Search term "task": please copy every line of the records below that contains it.

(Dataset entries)
---*---
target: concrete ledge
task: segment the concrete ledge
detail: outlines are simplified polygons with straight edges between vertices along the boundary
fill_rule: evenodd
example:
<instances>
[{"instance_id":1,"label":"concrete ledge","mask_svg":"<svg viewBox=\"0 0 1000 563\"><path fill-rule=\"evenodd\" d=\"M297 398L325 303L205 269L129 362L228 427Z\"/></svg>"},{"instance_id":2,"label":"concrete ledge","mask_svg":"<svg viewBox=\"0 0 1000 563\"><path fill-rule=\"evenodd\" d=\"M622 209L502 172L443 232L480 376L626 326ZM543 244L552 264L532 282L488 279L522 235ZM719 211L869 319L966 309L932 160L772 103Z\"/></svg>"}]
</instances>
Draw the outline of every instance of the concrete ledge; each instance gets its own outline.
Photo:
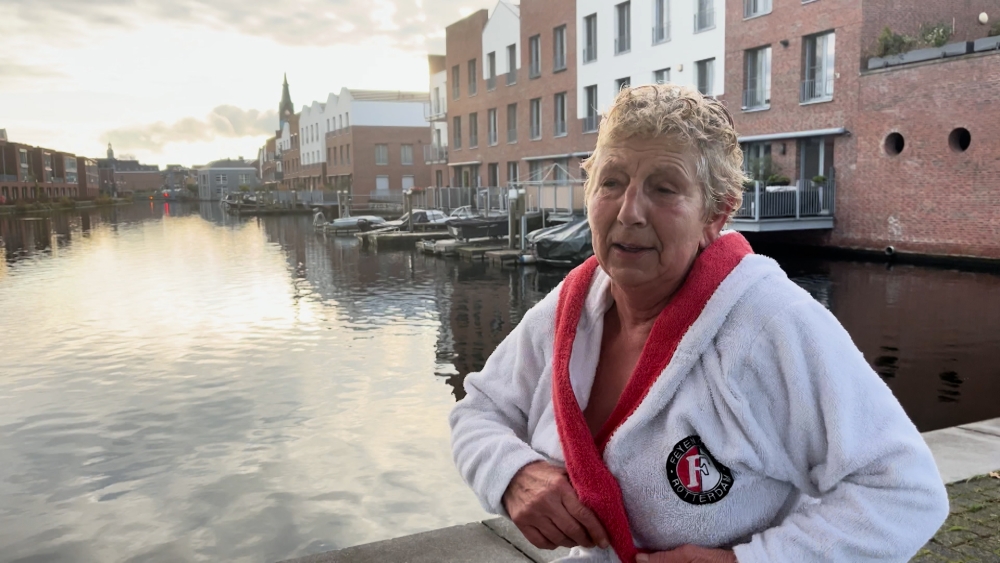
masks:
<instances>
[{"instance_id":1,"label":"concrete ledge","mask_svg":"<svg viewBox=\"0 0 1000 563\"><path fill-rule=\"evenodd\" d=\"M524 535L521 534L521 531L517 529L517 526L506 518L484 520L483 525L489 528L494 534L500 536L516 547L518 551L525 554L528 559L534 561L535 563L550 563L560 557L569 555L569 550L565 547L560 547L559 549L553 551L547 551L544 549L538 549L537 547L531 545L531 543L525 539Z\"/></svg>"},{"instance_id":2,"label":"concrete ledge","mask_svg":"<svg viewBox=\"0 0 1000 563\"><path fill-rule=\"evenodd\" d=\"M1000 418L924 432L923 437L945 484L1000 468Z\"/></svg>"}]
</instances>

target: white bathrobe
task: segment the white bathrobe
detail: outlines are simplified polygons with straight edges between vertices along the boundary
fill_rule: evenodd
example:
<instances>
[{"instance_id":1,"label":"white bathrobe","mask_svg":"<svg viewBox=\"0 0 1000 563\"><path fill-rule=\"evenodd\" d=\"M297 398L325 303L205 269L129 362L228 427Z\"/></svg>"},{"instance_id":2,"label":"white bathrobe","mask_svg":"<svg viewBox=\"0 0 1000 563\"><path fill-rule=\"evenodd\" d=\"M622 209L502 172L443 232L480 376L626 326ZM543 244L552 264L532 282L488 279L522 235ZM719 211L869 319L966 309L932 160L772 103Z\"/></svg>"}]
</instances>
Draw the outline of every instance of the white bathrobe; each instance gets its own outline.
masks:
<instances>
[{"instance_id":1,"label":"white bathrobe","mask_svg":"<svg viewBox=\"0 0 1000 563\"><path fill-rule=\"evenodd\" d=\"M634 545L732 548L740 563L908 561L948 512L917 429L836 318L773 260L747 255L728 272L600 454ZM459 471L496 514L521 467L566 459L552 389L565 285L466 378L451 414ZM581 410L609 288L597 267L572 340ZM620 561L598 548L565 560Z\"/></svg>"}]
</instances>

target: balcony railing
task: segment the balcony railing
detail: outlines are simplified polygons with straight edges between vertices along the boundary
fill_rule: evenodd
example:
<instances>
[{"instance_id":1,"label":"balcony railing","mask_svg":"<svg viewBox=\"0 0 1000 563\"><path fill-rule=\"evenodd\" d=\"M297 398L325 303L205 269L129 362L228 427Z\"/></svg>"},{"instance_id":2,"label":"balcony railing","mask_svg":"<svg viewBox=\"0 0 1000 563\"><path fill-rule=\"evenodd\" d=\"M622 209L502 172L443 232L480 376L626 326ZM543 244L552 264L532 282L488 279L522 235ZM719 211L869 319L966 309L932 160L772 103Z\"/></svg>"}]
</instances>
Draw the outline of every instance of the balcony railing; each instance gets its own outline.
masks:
---*---
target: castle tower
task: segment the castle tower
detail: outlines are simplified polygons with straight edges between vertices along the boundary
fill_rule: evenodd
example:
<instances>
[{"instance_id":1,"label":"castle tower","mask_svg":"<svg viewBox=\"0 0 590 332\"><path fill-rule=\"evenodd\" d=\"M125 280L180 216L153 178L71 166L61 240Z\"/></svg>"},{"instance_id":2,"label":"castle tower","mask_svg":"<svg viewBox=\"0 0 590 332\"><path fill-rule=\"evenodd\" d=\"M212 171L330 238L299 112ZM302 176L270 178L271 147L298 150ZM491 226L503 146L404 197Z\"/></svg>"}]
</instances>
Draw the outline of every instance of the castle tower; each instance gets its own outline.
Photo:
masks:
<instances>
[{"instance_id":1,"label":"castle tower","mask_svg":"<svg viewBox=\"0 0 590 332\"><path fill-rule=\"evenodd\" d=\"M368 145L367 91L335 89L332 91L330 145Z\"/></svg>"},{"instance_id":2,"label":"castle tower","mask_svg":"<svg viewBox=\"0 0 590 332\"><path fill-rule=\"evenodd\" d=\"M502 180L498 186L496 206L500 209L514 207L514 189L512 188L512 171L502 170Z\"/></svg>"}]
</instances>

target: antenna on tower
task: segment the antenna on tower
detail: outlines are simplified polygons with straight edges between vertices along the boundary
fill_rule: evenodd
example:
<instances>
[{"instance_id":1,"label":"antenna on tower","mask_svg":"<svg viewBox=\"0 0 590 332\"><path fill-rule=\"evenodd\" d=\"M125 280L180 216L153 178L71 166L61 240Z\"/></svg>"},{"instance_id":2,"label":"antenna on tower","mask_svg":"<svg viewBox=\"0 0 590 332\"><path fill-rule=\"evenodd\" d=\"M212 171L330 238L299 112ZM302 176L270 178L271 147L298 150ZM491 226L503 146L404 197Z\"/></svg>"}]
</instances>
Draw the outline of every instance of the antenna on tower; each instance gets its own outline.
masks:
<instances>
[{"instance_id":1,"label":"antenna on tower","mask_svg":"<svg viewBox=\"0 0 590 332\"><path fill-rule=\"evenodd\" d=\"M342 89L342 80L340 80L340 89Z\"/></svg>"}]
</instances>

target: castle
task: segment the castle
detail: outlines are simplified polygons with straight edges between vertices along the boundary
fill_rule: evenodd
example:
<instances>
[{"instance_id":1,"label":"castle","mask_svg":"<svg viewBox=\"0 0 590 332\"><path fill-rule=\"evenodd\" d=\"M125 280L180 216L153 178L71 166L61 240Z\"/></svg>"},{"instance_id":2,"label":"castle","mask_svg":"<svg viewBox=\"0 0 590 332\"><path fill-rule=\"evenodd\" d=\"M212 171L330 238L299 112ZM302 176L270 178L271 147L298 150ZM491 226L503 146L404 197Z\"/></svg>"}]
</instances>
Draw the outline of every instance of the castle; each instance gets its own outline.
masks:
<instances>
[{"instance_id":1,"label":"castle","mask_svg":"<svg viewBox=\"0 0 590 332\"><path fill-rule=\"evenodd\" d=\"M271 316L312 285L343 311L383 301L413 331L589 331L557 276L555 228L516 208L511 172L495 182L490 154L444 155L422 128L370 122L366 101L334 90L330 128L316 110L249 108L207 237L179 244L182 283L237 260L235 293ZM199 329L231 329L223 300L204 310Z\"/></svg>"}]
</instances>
---*---
[ANSWER TO THIS EXERCISE]:
task: segment the concrete ledge
task: segment the white bathrobe
task: segment the balcony railing
task: segment the castle tower
task: segment the antenna on tower
task: segment the castle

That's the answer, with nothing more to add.